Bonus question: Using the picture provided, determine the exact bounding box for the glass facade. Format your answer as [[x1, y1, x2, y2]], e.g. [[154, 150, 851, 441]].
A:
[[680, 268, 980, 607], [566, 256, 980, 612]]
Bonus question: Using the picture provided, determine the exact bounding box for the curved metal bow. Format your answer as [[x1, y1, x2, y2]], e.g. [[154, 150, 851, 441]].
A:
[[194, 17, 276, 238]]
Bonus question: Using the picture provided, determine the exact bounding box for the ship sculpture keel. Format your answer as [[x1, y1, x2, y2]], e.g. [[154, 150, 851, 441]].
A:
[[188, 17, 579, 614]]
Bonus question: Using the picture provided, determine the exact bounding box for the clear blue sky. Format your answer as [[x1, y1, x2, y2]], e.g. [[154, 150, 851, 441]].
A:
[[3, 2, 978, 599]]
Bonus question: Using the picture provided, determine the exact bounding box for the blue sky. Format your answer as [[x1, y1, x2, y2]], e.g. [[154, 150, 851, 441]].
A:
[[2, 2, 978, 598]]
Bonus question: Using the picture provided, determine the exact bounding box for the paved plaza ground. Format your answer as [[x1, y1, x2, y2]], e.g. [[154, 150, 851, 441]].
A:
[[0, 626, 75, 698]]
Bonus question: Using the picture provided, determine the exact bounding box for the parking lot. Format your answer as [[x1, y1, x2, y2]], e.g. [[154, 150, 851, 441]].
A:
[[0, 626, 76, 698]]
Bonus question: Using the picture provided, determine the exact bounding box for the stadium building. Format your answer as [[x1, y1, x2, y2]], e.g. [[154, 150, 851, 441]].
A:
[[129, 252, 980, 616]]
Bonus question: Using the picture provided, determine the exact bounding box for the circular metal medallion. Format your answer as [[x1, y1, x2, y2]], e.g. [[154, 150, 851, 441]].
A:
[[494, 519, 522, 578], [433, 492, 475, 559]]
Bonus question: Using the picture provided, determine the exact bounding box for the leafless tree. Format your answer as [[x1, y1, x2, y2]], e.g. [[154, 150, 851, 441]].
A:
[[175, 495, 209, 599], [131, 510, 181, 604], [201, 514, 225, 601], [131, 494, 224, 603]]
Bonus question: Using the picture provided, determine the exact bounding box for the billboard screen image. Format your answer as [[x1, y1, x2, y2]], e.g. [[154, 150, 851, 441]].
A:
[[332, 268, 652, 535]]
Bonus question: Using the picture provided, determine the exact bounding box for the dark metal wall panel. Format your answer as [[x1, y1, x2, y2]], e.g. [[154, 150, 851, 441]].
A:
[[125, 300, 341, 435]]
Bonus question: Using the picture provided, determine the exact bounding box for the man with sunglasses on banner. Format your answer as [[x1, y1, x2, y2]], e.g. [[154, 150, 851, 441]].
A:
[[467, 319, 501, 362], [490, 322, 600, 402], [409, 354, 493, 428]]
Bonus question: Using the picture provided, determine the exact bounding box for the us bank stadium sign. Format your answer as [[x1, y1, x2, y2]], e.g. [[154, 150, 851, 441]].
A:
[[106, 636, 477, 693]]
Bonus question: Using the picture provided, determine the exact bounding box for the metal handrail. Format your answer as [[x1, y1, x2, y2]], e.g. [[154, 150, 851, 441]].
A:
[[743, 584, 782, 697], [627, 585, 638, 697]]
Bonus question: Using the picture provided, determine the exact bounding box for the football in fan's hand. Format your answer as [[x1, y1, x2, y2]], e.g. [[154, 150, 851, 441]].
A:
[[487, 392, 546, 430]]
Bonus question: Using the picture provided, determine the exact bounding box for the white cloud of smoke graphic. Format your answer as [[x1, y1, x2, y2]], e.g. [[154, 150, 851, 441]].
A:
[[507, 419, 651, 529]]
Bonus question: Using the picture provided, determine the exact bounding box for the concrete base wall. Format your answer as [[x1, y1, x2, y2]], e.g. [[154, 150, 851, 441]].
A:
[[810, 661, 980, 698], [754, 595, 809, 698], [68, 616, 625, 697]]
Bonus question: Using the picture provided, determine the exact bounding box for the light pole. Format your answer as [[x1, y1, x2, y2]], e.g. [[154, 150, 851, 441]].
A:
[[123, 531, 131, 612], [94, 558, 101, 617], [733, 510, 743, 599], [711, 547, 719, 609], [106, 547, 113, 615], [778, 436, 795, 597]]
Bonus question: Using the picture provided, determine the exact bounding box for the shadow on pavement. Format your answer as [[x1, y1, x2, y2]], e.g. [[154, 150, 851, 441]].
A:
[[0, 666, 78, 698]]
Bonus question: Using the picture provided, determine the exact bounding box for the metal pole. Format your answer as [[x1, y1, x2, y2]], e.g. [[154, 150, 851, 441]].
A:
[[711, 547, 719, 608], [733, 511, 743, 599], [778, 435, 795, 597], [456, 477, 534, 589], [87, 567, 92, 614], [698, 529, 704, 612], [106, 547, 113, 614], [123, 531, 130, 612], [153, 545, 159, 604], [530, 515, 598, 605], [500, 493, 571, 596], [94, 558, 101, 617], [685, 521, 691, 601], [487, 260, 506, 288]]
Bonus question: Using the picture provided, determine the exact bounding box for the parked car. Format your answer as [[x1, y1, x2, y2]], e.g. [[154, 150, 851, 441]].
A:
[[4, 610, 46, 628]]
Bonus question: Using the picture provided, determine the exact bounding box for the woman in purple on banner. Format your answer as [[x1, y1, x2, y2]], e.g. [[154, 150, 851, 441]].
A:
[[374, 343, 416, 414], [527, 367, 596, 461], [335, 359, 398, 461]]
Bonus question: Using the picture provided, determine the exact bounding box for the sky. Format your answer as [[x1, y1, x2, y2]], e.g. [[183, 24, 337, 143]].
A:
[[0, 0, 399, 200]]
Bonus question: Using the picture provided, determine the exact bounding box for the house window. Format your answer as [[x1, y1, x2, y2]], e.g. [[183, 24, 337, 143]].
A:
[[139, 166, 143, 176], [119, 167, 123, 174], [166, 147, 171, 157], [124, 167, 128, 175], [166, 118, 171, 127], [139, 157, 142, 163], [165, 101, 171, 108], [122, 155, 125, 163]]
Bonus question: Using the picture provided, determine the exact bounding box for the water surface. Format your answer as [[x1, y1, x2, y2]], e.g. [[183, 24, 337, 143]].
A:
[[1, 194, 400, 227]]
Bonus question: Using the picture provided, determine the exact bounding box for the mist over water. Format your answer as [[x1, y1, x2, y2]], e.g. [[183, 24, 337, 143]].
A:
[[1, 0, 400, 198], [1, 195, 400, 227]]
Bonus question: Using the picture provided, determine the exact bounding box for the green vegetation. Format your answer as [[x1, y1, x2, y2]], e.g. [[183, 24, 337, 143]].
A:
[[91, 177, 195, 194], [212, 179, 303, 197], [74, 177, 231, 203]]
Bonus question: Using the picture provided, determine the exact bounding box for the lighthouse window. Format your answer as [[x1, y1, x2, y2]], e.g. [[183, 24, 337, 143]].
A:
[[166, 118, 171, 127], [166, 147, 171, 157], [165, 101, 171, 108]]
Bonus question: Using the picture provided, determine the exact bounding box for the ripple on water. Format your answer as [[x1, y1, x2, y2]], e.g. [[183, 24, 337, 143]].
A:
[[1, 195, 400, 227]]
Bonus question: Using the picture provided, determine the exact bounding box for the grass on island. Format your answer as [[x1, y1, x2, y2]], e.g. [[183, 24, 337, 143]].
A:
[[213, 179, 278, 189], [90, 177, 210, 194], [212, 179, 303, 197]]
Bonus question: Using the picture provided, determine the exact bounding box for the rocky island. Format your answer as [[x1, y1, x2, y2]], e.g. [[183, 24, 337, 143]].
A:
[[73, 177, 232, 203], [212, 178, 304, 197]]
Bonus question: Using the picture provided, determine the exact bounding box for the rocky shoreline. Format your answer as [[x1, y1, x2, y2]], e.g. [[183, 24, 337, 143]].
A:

■ PROMPT:
All of the material should be copied verbatim.

■ RESULT BELOW:
Bonus question: Using the picture provided, determine the exact bounding box for the glass facade. Format your answer as [[x1, y1, x2, y2]], e.g. [[154, 150, 851, 441]].
A:
[[680, 268, 980, 607], [566, 256, 980, 612]]
Bonus question: Using the picture provided, determine the exact bounding box for the curved metal bow. Format your answer as [[x1, y1, x2, y2]], e.g. [[154, 150, 851, 441]].
A:
[[194, 17, 276, 238]]
Bonus question: Using the picture provided, determine the exact bounding box for the ship sculpture keel. Format your answer as [[x1, y1, x2, y2]], e.g. [[154, 150, 851, 441]].
A:
[[188, 17, 579, 614]]
Bonus question: Using the picture provided, determine the exact bounding box for the clear blue sky. Format your answer as [[x1, y1, x2, y2]], e.g. [[154, 150, 851, 441]].
A:
[[3, 2, 978, 599]]
Bonus question: Using the picture provided, determine the exact bounding box for the blue sky. Format your answer as [[x1, y1, x2, y2]], e.g. [[154, 150, 851, 441]].
A:
[[2, 2, 978, 598]]
Bonus question: Using the picture provided, determine the exact bounding box for the paved plaza ground. Format your answer as [[x1, y1, x2, y2]], e.g. [[154, 150, 851, 441]].
A:
[[0, 626, 75, 698]]
Bonus question: Using the picture provided, determine the exact bounding box for the parking lot. Format your answer as [[x1, y1, x2, y2]], e.g. [[154, 150, 851, 441]].
A:
[[0, 626, 76, 698]]
Bonus question: Using the picture provided, determine the exact bounding box for the stadium building. Format your answer as [[x1, y1, x2, y2]], e.g. [[154, 150, 851, 441]].
A:
[[129, 252, 980, 616]]
Bonus question: Using the picture provided, determine the exact bounding box for the circular metal medallion. Format your answer as [[x1, y1, x2, y2]], e.g. [[154, 150, 851, 441]].
A:
[[494, 519, 522, 578], [433, 492, 475, 559]]
Bonus question: Using the picture provided, determine the exact bounding box for the leafless tree. Format your answer as [[x1, y1, x2, y2]], e.g. [[154, 150, 851, 441]].
A:
[[175, 495, 209, 599], [131, 510, 181, 604], [201, 514, 225, 601], [131, 494, 224, 603]]
Bonus question: Using the picture provided, determine the exact bounding box for the billboard screen image. Format your answer as [[x1, y1, x2, y2]], e.g. [[154, 150, 851, 441]].
A:
[[332, 268, 652, 535]]
Bonus question: Using the picture provided, determine the exact bounding box for the dark metal wall panel. Format your answer as [[x1, y1, x2, y2]], e.g. [[154, 150, 851, 441]].
A:
[[125, 300, 341, 435]]
Bonus question: Using the picture provided, determine the exact bounding box for the man with sunglasses on banner. Format your answer as [[x1, y1, x2, y2]], e.g. [[154, 150, 851, 441]].
A:
[[467, 319, 501, 362], [490, 322, 600, 402], [409, 354, 493, 428]]
Bonus question: Using the picture provided, determine the exact bounding box for the us bank stadium sign. Format your answer as [[x1, y1, x2, y2]], e.g. [[154, 150, 851, 441]].
A:
[[106, 636, 477, 693]]
Bonus question: Using the picture provided, determine the exact bounding box for the metal handrail. Format your answer as [[x1, y1, x2, y2]], e.g. [[154, 150, 851, 441]].
A:
[[743, 584, 782, 697], [627, 585, 638, 697]]
Bonus question: Using the picture provided, determine the exact bounding box for the football in fan's hand. Format your answer as [[x1, y1, x2, y2]], e.g. [[154, 150, 851, 441]].
A:
[[487, 392, 546, 430]]
Bonus question: Using the picture provided, determine the exact bounding box for the white cloud of smoke graphic. Format your answer as [[x1, y1, x2, y2]], e.g. [[154, 150, 851, 441]].
A:
[[507, 419, 651, 529]]
Bonus question: Using the picture provided, determine the exact bounding box for the concrete base wall. Format your answer as [[x1, y1, x2, y2]], e.g. [[154, 150, 851, 441]].
A:
[[810, 661, 980, 698], [754, 595, 809, 698], [68, 616, 625, 697]]
Bonus question: Using the picture provided, determine the exact bounding box for the light pole. Format your answer as [[x1, y1, x2, y2]], e.g. [[154, 150, 851, 441]].
A:
[[123, 531, 131, 612], [94, 558, 101, 617], [733, 510, 743, 599], [711, 547, 719, 609], [106, 547, 113, 615], [778, 436, 795, 597]]
Bonus question: Using the picture provided, determine the exact bounding box for the shadow on pavement. Format your answer as [[x1, y1, x2, y2]], e.g. [[154, 150, 851, 441]].
A:
[[0, 666, 78, 698]]
Bonus question: Using the picture provided, determine the exact bounding box for the metal pole. Format your answer as [[x1, y1, x2, y2]], e.g. [[154, 150, 851, 441]].
A:
[[711, 547, 719, 608], [733, 511, 743, 599], [778, 435, 795, 597], [456, 477, 534, 589], [87, 567, 92, 614], [698, 529, 704, 612], [106, 547, 113, 614], [123, 531, 130, 612], [153, 545, 159, 604], [530, 515, 598, 605], [500, 493, 571, 596], [94, 558, 101, 617], [685, 521, 691, 601], [487, 260, 506, 288]]
Bonus question: Using the picture provided, determine the exact bounding box for the parked car. Format your answer as [[x1, y1, x2, y2]], e.g. [[154, 150, 851, 441]].
A:
[[4, 610, 46, 628]]
Bonus question: Using the picture provided, determine the exact bounding box for the woman in purple on banner. Format your answer as [[x1, y1, x2, y2]], e.g. [[154, 150, 851, 441]].
A:
[[374, 343, 416, 414], [527, 367, 596, 461], [335, 359, 398, 461]]
Bonus question: Using the picture provided, determine the exact bounding box for the sky. Format your answer as [[x1, y1, x2, y2]], e.g. [[183, 24, 337, 143]].
A:
[[0, 0, 399, 200]]
Bonus question: Using the picture provided, determine the exact bounding box for the house window. Format your answer as [[x1, y1, x2, y2]], e.g. [[183, 24, 337, 143]].
A:
[[139, 166, 143, 176], [119, 167, 123, 174], [166, 147, 171, 157], [124, 167, 128, 175], [166, 118, 171, 127], [139, 157, 142, 163], [165, 101, 171, 108], [122, 155, 125, 163]]
Bonus question: Using the picture provided, determine the exact bounding box for the water surface. Format your answer as [[x1, y1, x2, y2]], e.g. [[183, 24, 337, 143]].
A:
[[1, 194, 400, 227]]
Bonus question: Using the picture provided, determine the exact bounding box for the mist over water. Format your answer as [[x1, y1, x2, y2]], e.g. [[183, 24, 337, 143]].
A:
[[1, 0, 400, 198], [1, 195, 400, 227]]
Bonus question: Using the picture provided, determine the exact bounding box for the green vegetation. Format your answer as [[x1, y1, x2, y2]], e.g. [[183, 24, 337, 143]].
A:
[[91, 177, 195, 194], [212, 179, 303, 197], [74, 177, 231, 203]]
Bonus question: Using the picture provided, determine the exact bounding box for the lighthouse window. Format your answer as [[x1, y1, x2, y2]], e.g. [[183, 24, 337, 143]].
A:
[[166, 118, 171, 127], [166, 147, 171, 157], [165, 101, 171, 108]]
Bonus question: Using the picture provided, determine the exact bounding box for the ripple on water. Format your answer as [[x1, y1, x2, y2]], e.g. [[183, 24, 337, 143]].
A:
[[1, 195, 400, 227]]
Bonus question: Using the picture provided, determine the exact bounding box for the grass on island. Format your answer as [[x1, y1, x2, y2]], e.g. [[183, 24, 337, 143]].
A:
[[213, 179, 278, 189], [90, 177, 210, 194], [212, 179, 303, 197]]
Bonus question: Using the picture provided, determine the exact bounding box for the rocky island. Format your answer as [[x1, y1, x2, y2]], e.g. [[183, 24, 337, 143]].
A:
[[73, 177, 232, 203], [212, 178, 304, 197]]
Bonus question: Using the picture provided, determine the exact bounding box for the rocky shoreline. Format your answer as [[x1, y1, x2, y2]], e.g. [[183, 24, 337, 143]].
A:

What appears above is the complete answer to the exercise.